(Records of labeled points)
========

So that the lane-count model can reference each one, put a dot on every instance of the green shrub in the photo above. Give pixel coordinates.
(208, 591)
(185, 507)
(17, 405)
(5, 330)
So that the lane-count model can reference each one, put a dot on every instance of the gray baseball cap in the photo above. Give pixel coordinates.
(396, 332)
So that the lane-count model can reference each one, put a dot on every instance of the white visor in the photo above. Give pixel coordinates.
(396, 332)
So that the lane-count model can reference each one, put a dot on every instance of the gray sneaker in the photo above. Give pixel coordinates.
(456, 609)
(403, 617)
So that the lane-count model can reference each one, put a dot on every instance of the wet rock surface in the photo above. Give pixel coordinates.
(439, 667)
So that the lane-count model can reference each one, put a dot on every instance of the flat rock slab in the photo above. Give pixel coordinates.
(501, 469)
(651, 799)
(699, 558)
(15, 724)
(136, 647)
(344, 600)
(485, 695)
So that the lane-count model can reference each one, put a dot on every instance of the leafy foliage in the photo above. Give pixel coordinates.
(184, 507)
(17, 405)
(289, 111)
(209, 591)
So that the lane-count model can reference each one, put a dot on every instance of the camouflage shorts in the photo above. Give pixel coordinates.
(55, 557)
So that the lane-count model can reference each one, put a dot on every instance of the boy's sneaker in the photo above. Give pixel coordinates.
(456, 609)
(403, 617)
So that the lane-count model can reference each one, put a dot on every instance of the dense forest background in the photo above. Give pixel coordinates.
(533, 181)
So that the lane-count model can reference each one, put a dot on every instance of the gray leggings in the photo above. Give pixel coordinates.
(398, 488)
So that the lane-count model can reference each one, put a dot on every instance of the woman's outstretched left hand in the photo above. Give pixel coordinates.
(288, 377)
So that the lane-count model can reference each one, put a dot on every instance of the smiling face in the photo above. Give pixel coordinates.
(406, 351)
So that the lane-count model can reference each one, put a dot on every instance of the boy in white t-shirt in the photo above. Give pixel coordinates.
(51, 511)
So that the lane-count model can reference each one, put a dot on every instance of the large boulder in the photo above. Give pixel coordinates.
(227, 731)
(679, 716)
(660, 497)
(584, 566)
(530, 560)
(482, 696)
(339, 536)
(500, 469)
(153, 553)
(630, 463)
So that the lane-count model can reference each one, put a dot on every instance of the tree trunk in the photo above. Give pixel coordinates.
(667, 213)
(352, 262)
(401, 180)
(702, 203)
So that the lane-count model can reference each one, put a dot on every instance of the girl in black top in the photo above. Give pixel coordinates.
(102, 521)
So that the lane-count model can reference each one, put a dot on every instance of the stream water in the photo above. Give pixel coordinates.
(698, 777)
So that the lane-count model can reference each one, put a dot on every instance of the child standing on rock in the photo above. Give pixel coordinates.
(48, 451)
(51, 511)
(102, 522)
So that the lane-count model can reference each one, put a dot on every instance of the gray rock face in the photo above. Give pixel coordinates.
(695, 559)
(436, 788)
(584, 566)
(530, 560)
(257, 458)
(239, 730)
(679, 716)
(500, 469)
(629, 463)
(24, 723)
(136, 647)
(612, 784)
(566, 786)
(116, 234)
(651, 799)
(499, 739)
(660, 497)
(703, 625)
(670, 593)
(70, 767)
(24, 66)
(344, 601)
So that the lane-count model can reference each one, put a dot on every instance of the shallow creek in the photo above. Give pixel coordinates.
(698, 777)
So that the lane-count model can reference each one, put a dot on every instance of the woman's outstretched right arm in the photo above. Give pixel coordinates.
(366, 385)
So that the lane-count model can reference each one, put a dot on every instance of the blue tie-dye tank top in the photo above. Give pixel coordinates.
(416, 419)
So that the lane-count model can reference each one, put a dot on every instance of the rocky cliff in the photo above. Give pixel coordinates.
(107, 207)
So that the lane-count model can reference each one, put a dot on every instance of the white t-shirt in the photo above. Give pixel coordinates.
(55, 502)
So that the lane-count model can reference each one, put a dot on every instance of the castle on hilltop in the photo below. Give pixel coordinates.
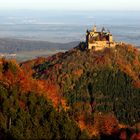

========

• TASK TO COMPLETE:
Report each line of the items above that contains the string "shirt", copying every such line in full.

• TASK OUTPUT:
So that the lane-count model can reference each one, put a dot on every instance of the boy in white t-shirt in the photo above. Give pixel coordinates.
So that the lane-count model can reference each one, put a dot on every instance of the white t-shirt in the photo above. Give pixel coordinates.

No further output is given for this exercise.